Task instructions: Rewrite the material below, replacing every occurrence of "positive clicks" with "foreground clicks" and leaving everything else unchanged.

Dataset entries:

※ ※ ※

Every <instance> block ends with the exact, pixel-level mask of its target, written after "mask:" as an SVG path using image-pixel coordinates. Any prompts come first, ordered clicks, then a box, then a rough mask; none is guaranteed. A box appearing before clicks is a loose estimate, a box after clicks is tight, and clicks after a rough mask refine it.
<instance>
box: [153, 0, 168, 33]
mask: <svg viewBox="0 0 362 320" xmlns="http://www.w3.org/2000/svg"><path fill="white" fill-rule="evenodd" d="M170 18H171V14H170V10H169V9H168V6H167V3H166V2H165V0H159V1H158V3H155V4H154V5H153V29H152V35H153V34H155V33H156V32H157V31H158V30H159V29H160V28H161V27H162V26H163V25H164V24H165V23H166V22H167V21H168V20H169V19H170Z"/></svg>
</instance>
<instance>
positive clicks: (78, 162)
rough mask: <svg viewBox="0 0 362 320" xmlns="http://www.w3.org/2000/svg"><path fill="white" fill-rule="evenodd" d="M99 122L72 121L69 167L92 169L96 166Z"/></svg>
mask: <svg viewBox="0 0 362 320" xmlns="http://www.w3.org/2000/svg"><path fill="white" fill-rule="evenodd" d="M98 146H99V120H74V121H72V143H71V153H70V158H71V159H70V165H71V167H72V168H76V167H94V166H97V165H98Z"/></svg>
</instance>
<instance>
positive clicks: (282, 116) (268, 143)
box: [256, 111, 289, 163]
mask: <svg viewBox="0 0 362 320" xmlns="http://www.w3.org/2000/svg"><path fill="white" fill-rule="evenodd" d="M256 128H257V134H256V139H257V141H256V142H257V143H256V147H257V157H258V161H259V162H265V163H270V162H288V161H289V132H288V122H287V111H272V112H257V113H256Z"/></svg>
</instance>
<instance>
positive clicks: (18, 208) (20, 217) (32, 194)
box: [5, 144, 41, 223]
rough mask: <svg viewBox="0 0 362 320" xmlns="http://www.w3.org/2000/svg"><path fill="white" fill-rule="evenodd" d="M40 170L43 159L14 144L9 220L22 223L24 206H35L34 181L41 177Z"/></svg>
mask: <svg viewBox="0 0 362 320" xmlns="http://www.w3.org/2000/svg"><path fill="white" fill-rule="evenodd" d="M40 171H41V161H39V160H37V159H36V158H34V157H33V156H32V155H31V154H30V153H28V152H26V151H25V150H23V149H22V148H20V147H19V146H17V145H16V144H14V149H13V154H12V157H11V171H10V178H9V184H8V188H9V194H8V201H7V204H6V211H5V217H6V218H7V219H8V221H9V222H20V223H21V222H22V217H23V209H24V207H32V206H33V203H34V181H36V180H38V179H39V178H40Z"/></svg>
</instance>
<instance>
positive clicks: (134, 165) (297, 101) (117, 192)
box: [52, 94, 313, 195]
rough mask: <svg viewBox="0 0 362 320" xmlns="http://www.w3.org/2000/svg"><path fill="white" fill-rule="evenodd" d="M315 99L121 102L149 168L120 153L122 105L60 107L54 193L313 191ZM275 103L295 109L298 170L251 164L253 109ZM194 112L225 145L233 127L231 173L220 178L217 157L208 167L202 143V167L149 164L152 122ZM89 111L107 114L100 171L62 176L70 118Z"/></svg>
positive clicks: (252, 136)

※ ※ ※

Response below:
Every <instance> block ends with the exact, pixel-level mask of its target, written after "mask:" as an SVG path using image-pixel coordinates. Any prompts come first, ordered clicks, then a box, then a rough mask; none is guaranteed. A box appearing before clicks is a loose estimate, a box after clicks is tight, and clicks after a rough mask refine it.
<instance>
box: [153, 0, 168, 33]
mask: <svg viewBox="0 0 362 320" xmlns="http://www.w3.org/2000/svg"><path fill="white" fill-rule="evenodd" d="M170 18H171V14H170V10H169V9H168V6H167V3H166V2H165V0H159V1H158V3H155V4H154V5H153V29H152V35H153V34H155V33H156V32H157V31H158V30H159V29H160V28H161V27H162V26H163V25H164V24H165V23H166V22H167V21H168V20H169V19H170Z"/></svg>
</instance>
<instance>
foreground clicks: (78, 162)
rough mask: <svg viewBox="0 0 362 320" xmlns="http://www.w3.org/2000/svg"><path fill="white" fill-rule="evenodd" d="M99 122L72 121L69 167L92 169L96 166Z"/></svg>
mask: <svg viewBox="0 0 362 320" xmlns="http://www.w3.org/2000/svg"><path fill="white" fill-rule="evenodd" d="M98 146H99V120H74V121H72V143H71V153H70V158H71V159H70V165H71V167H72V168H76V167H94V166H97V165H98Z"/></svg>
</instance>
<instance>
foreground clicks: (282, 116) (268, 143)
box: [256, 111, 289, 163]
mask: <svg viewBox="0 0 362 320" xmlns="http://www.w3.org/2000/svg"><path fill="white" fill-rule="evenodd" d="M256 128H257V134H256V139H257V141H256V142H257V143H256V147H257V157H258V161H259V162H265V163H270V162H288V161H289V132H288V122H287V111H272V112H257V113H256Z"/></svg>
</instance>
<instance>
foreground clicks: (18, 208) (20, 217) (32, 194)
box: [5, 144, 41, 223]
rough mask: <svg viewBox="0 0 362 320" xmlns="http://www.w3.org/2000/svg"><path fill="white" fill-rule="evenodd" d="M40 170L43 159L14 144L9 220L22 223L24 206H35L34 181L41 177Z"/></svg>
mask: <svg viewBox="0 0 362 320" xmlns="http://www.w3.org/2000/svg"><path fill="white" fill-rule="evenodd" d="M40 171H41V161H39V160H37V159H36V158H34V157H33V156H32V155H31V154H30V153H28V152H26V151H25V150H23V149H22V148H20V147H19V146H17V145H16V144H14V149H13V154H12V157H11V171H10V178H9V184H8V188H9V194H8V201H7V204H6V211H5V217H6V218H7V219H8V221H9V222H20V223H21V222H22V217H23V209H24V207H32V206H33V203H34V181H36V180H38V179H39V178H40Z"/></svg>
</instance>
<instance>
foreground clicks: (134, 165) (297, 101) (117, 192)
box: [52, 94, 313, 195]
rough mask: <svg viewBox="0 0 362 320" xmlns="http://www.w3.org/2000/svg"><path fill="white" fill-rule="evenodd" d="M315 99L121 102L149 168L120 153L122 105L60 107L54 193L313 191ZM275 103L295 109L298 170L251 164L253 109ZM194 112L225 145L233 127L231 173L220 178L217 157L208 167L202 143V167L149 164L152 122ZM89 111L107 114L100 171L62 176L70 118Z"/></svg>
foreground clicks: (252, 136)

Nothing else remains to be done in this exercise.